● List of tasks
1/ Rewrite the stretch of the trout fishing text from "Trout Fishing photo" through "need to resize.", replacing "ring" with "band".
2/ Copy each line of the records that contains the string "stone".

Trout Fishing photo

Step 1: When you pick up your ring prior to your wedding and it’s slightly large, don’t say anything. Keep quiet and convince yourself that it’ll be okay and you’ll be very careful.

Step 2: Fish with ring on for 7 months without losing it. This builds even more confidence that the band will stay put and there’s no need to resize.

Step 3: Trip in a knee-deep fast riffle on the smallmouth river when you step off the bank and fall forward. Put your hands out to brace yourself. Continue fishing for 40 minutes, then notice your ring is gone.


Step 4: Spend an hour trying to scan the bottom in said riffle in an attempt to spot the ring among pebbles, rocks, and gravel. Give up when you realize the ring could be a half-mile downstream by now. (Crying optional)

● Entries provided
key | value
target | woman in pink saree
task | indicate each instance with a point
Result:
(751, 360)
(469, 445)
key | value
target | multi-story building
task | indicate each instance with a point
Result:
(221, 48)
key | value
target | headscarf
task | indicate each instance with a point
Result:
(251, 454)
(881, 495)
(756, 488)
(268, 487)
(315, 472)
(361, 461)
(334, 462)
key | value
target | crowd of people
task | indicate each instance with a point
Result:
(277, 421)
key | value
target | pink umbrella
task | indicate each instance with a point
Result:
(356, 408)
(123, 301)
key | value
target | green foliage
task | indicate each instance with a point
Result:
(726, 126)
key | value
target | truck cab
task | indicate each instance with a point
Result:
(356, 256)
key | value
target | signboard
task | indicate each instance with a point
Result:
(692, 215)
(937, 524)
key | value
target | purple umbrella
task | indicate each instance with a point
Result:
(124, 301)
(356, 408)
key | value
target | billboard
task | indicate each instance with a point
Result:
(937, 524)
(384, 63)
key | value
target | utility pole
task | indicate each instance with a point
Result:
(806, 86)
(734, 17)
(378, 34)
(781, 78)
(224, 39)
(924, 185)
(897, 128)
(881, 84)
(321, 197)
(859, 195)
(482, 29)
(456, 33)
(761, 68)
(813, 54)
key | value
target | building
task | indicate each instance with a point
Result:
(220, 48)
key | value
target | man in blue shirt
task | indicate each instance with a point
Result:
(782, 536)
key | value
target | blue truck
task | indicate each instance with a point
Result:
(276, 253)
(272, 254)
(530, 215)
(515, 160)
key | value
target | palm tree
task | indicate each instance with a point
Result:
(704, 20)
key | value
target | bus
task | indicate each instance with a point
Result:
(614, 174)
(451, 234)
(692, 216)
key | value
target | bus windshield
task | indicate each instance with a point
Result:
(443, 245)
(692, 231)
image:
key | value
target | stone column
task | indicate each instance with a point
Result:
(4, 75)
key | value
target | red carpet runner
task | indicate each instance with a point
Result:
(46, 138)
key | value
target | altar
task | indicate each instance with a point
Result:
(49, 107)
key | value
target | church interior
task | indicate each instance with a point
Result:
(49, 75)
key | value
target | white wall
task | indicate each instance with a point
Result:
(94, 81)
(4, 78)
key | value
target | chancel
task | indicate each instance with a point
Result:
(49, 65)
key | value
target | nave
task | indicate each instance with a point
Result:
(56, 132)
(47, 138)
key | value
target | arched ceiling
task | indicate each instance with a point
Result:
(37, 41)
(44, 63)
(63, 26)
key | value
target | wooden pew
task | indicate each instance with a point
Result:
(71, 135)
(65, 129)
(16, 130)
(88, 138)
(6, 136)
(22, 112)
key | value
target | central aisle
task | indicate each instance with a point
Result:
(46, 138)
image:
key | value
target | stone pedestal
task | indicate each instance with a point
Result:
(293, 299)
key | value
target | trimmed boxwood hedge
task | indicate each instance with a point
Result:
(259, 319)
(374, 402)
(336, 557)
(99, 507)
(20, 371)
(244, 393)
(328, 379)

● The results
1/
Trout Fishing photo

Step 1: When you pick up your band prior to your wedding and it’s slightly large, don’t say anything. Keep quiet and convince yourself that it’ll be okay and you’ll be very careful.

Step 2: Fish with band on for 7 months without losing it. This builds even more confidence that the band will stay put and there’s no need to resize.

2/
target | stone column
target | stone pedestal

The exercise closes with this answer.